■ Work required: Could you pull every line of text out of the data below, word for word, and leave the pictures out of your answer?

■ The data:
________________________________________
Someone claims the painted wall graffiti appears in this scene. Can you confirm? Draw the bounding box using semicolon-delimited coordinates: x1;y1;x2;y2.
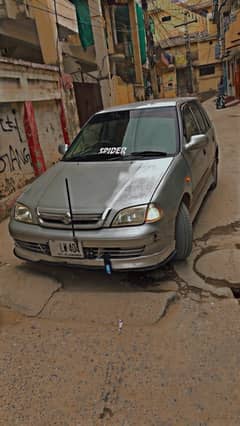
0;145;31;173
0;104;34;198
0;110;31;173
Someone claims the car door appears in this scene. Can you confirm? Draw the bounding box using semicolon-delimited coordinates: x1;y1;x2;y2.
190;101;216;179
181;104;208;205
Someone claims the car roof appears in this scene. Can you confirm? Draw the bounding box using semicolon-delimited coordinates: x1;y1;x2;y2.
97;97;198;114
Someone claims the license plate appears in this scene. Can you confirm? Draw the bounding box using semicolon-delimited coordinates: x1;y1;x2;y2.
49;240;84;258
________________________________________
■ Answer to this exercise:
Someone claims the painted wall graffiti appears in this scene. Can you confirm? Draw the bounding box using semicolon-delimited coordinates: x1;y1;x2;y2.
0;145;31;173
0;104;34;198
0;110;31;173
Someone claims the car door appears in this scene. Can you confirm? Draw the bounding box using semicolon-delimited coordinates: x1;y1;x2;y2.
190;101;216;179
181;104;208;205
Someone claims the car roof appears in this scene. Can you confirm? Draw the bounding box using semicolon-delimited coordinates: x1;y1;x2;y2.
97;97;198;114
Someone claims the license plate appears in this scene. Can you confirm? Draw the bounding box using semicolon-delimited coordinates: x1;y1;x2;y2.
49;240;84;258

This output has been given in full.